WHAT TO DO: Starting with the first line, output the data exactly, through to the last line.

RECORD EXCERPTS:
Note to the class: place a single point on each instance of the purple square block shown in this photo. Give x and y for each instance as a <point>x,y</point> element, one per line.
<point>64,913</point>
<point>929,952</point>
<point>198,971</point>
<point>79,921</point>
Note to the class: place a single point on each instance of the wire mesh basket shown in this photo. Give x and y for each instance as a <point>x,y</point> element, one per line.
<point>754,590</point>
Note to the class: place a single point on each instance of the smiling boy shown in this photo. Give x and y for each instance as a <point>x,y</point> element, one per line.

RESPONSE TO THE EXERCISE:
Note to the class: place a single point on each instance of the purple square block shown in this photo. Give x and y for each instance as a <point>x,y</point> element, one per line.
<point>64,913</point>
<point>929,952</point>
<point>198,971</point>
<point>79,921</point>
Note to the class: place a single point on each instance of the wire mesh basket shown in this photo. Give x and y for each instance as a <point>x,y</point> element, one per line.
<point>754,590</point>
Note to the class: place a single point on each instance of the smiling boy shown in this photo. Give x and y for each instance as a <point>x,y</point> element, one per line.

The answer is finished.